Tasks to perform
a. Answer these questions from the show transcript:
(i) What is the central exhibit at the museum called?
(ii) Where and when does the Tomorrow Show take place?
(iii) Who was Bush's chief of staff?
b. According to the show transcript, what does Decision Points Theater give visitors a chance to do? List each activity.

── Selected excerpt

A lot of good stuff coming.
Tuesdays with moron coming up in the second half.
We got a Barack Obama and some other stuff.
A lot of good, funny stuff.
Okay, here we go.
Welcome back to the Jimmy Doors show.
We got a lot coming up on the second half.
Phone calls from Bill O'Reilly, God, and Tuesdays with Moron.
And I'm joined in the studio by former writer for the Daily Show, Steve Rosenfield, hilarious comedian and host of the Tomorrow Show at the Steve Allen Theater Saturday nights in Hollywood at midnight.
Steve Allen Theater, the Tomorrow Show.
Plus, on the phone all the way from New York, it's TV's Frank, Frank Connor from Mystery Science Theater 3000.
Hey, did you hear Chris Christie opened a gym?
No, I'm sorry.
George Bush opened a library.
I had those backwards.
All right.
So George Bush's library opened.
We talked about it a little bit last week, but they have a thing now.
Well, it's the newest U.S. presidential museum, and it recounts George Bush's eight tumultuous years in office, but it also gives visitors a chance to decide whether they would make the same key decisions that George Bush did.
They have the central exhibit at the museum is called Decision Points Theater.
This is true.
I'm not making this up.
It's not called, hey, you try to do it.
That's what it should have been called.
So it's called Decision Points Theater, and it gives visitors a chance to watch footage of breaking news from the Bush era, listen to actors posing as officials and military leaders offering advice, and then you have to make your own interactive choice on the key crisis that Bush faced, right?
So that starts off with a video from Andy Card, which was Bush's chief of staff.
And he said, this is the opportunity for President Bush to say, come and try to experience some of that which I had to go through.
And I made some impossibly difficult decisions.
Yeah, I remember those impossibly difficult decisions, like when he decided not to read Bin Laden set to strike inside the United States.
Remember when he decided not to read that briefing?
I remember thinking, man, that's a tough call.
That was a tough call.
And then remember when he decided to sit in the classroom for 10 minutes after he was told of the attacks?
I remember thinking, man, glad I didn't have to decide between jumping to action in a time of national crisis or finishing a children's book.
That was tough calls.

────
── Supplied entries

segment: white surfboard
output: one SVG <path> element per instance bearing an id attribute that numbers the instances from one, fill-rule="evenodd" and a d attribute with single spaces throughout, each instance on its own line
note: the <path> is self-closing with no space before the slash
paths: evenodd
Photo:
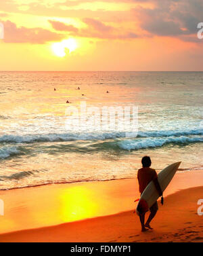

────

Answers to the problems
a.
(i) Decision Points Theater
(ii) At the Steve Allen Theater in Hollywood, Saturday nights at midnight
(iii) Andy Card

b.
- Watch footage of breaking news from the Bush era
- Listen to actors posing as officials and military leaders offering advice
- Make their own interactive choice on the key crisis that Bush faced